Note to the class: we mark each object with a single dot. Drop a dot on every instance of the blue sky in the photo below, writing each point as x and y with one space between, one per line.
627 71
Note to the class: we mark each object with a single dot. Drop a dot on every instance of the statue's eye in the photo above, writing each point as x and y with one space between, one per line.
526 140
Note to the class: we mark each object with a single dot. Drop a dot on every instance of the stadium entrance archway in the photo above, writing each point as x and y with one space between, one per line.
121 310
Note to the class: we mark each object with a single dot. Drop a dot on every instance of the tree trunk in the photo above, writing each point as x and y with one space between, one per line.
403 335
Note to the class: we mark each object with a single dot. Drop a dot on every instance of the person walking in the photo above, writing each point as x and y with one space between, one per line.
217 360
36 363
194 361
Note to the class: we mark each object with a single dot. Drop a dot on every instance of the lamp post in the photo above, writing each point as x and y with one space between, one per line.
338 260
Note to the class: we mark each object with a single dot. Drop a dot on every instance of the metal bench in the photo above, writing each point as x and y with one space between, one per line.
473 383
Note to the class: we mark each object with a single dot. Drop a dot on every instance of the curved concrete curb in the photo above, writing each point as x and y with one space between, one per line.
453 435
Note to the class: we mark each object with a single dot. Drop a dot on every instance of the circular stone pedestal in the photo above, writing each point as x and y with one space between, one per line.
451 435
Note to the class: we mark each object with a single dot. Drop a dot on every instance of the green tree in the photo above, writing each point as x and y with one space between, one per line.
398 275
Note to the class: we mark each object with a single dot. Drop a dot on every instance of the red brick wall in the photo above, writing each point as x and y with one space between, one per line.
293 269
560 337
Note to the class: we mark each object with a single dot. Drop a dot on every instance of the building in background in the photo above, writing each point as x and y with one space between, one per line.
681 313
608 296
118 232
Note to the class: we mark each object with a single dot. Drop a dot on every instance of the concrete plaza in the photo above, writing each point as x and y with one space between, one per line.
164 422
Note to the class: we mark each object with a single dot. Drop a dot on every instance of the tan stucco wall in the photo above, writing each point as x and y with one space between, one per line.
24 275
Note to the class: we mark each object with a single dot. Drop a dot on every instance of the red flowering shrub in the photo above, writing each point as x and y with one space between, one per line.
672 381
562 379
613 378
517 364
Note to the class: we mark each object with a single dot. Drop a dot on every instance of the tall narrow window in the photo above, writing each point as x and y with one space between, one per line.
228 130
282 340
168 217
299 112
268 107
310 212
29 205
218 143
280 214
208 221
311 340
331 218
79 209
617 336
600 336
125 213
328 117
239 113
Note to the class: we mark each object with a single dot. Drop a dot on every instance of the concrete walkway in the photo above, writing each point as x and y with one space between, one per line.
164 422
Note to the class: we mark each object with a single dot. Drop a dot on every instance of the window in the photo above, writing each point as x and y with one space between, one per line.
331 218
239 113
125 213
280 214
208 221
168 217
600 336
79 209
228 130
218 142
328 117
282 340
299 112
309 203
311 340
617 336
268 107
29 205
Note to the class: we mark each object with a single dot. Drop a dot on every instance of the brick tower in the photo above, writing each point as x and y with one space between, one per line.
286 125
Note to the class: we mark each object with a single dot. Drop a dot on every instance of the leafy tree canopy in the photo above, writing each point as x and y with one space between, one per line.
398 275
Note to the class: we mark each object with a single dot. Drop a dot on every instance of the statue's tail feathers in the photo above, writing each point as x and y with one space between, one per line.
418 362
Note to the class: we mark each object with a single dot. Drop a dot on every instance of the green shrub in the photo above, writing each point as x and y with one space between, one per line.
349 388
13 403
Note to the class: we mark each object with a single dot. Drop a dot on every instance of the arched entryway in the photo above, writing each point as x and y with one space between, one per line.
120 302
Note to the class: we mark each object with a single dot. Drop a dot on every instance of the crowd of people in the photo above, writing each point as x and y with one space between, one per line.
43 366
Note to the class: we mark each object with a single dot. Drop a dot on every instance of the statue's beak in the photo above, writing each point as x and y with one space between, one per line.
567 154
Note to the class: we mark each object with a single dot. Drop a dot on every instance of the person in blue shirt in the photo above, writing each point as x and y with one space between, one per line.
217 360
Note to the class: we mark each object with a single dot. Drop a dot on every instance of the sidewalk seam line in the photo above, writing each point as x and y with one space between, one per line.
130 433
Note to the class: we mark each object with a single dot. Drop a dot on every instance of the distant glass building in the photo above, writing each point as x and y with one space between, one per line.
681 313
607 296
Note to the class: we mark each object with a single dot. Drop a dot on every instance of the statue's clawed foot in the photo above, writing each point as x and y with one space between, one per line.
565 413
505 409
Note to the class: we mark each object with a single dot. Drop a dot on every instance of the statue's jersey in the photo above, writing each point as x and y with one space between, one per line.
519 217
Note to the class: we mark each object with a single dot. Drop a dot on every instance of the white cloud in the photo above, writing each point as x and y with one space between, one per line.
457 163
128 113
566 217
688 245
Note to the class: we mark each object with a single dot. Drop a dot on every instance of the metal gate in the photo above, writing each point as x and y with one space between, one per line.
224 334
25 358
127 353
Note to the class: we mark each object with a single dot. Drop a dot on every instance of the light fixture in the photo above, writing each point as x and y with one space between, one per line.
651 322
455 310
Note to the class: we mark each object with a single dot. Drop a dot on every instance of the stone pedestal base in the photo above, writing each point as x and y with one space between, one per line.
• • • • • • •
Work to complete
An exact copy of every entry above is the expected answer.

Worked solution
Note to the class: we mark each object with a single dot. Drop a dot on every instance of the blue sky in the photo below, writing each point as x and y with one space between, one per line.
627 71
Note to the class: we mark each object with a single dot. Drop a dot on every instance of the statue's eye in the photo above, writing each point as x and y with one space between, one per line.
526 140
Note to the class: we mark each object with a single dot. Drop a dot on every instance of the stadium entrance archway in the photo above, writing each point as x and y with one space between, one per line.
121 310
Note to the class: we mark each object with a single dot. Drop a dot on every instance of the tree trunk in the photo above, writing each point as x and y with one space between, one per line.
403 335
Note to the class: we mark each object with a single dot. Drop a dot on every instance of the person walking in the photo above, writing each point as x and y with one space between, one per line.
217 360
36 363
194 361
Note to the class: we mark each object with a single dot. Drop a dot on every instance of the lamp post in the photo above, writing each point as x and y with one space between, one per line.
338 260
Note to the class: we mark each object with a single dot. Drop a dot on every instance of the metal bench in the photo above, writing each point as x and y with one space between, one per line.
473 383
Note to the class: we mark each object with a single dot. Drop a dot on every instance of the curved concrete curb in the photo above, writing each point as x and y with one space between, one per line.
453 435
Note to the class: we mark each object with a single dot. Drop a dot on every instance of the circular stone pedestal in the photo above, writing each point as x and y with one space between, one per line.
451 435
Note to the class: we mark each object with a single dot. Drop a dot on every instance of the green tree in the photo above, writing each point as x and y with one space between, one per line.
398 275
Note to the class: we mark each object with a single dot. Drop a dot on every instance of the red brick wall in the photo above, writing each point as x and y with one space between, one per line.
293 269
560 337
Note to the class: we mark each object with a single dot. Drop a dot on every instance of the building in background in the photo above, writing each point as x and y with one space between, one per line.
681 313
608 296
118 232
Note to the class: we mark each object with a single dot. Drop a dot on every instance of the concrete plaza in the photo above, writing each point as x and y with one space between, one per line.
164 422
Note to the class: we mark each object with a single dot. Drop a dot on every instance of the tan stucco wall in the photo above, writing each point as x and y with one space between, one per line.
24 275
Note to the class: we mark each object with a single dot. Drop a dot on every instance of the red flowering shrub in the photo above, writing each point as x and y with one space between, one per line.
672 381
562 379
613 378
517 364
Note to the class: we mark each object with a single dot. Drop a dot on every instance of the tall narrow window in the photo above, writing each point as x and y with one space between, one per line.
228 130
282 340
168 217
299 112
268 107
310 212
29 205
218 143
280 214
208 221
311 340
331 218
79 209
617 336
600 336
125 213
328 117
239 113
Note to the class: we mark each object with a single dot. Drop a dot on every instance of the concrete walkway in the photo above, writing each point as x and y with one space between, one per line.
164 422
Note to the class: we mark each object with a single dot. Drop a dot on every instance of the window in the photo above, writing each point as x and y with one space between, one per line.
331 218
239 113
125 213
280 214
208 221
168 217
600 336
79 209
228 130
218 142
328 117
282 340
299 112
309 203
311 340
617 336
268 107
29 205
Note to the class: we mark each object with a single dot. Drop a dot on every instance of the brick tower in the photo above, writing each point as x and y with one space between, one per line.
286 125
Note to the class: we mark each object with a single dot. Drop a dot on every instance of the leafy tree canopy in the photo above, writing each point as x and y with one space between, one per line.
398 275
Note to the class: we mark each object with a single dot. Drop a dot on every instance of the statue's tail feathers in the photo above, writing each point as x and y with one space between, one per line.
418 362
Note to the class: we mark each object with a single dot. Drop a dot on every instance of the green shrub in the photo above, writing each point as x and y with one space between, one per line.
349 388
13 403
Note to the class: we mark each object with a single dot. Drop a dot on every instance of the arched entryway in the photo above, writing each point as x and y with one space between, one per line.
120 302
Note to the class: we mark each object with a single dot. Drop a dot on every instance of the crowd of people in the photo above, writing each point as x and y with one space between, one per line.
43 366
Note to the class: we mark each object with a single dot. Drop a dot on every instance of the statue's beak in the photo above, writing each point as x and y with one space between, one per line.
567 154
Note to the class: we mark each object with a single dot. Drop a dot on every instance of the person in blue shirt in the photo above, writing each point as x and y with one space between, one per line.
217 360
Note to the class: we mark each object with a single dot. Drop a dot on every instance of the sidewalk seam line in the photo above, writing each point as x and y with one space between, one per line.
130 433
Note to the class: we mark each object with a single dot. Drop a dot on every instance of the distant glass building in the photo above, writing each point as x and y with one space between, one per line.
681 313
607 296
Note to the class: we mark each object with a single dot. Drop a dot on every instance of the statue's clawed foot in the photo above, writing each point as x and y with one space between, one per line.
565 413
505 409
Note to the class: we mark each object with a single dot. Drop a dot on every instance of the statue's jersey in the photo above, writing each point as x and y with one space between, one per line.
519 217
Note to the class: we mark each object with a single dot. Drop a dot on every instance of the white cloud in the photo above, writing each point as x and y with one space between, one per line.
457 163
128 113
566 217
688 245
Note to the class: we mark each object with a single dot. Drop a dot on every instance of the metal gate in the photo above, writing each point as x and y with one space between, one per line.
224 334
25 358
127 353
Note to the class: we mark each object with a single dot. Drop a dot on every instance of the light fixture in the photo above, writing each point as x and y with one space between, one per line.
651 322
455 310
Note to the class: we mark each object with a single dot. Drop a dot on every instance of the stone pedestal base in the photo above, writing each point as x and y with one space between, one per line.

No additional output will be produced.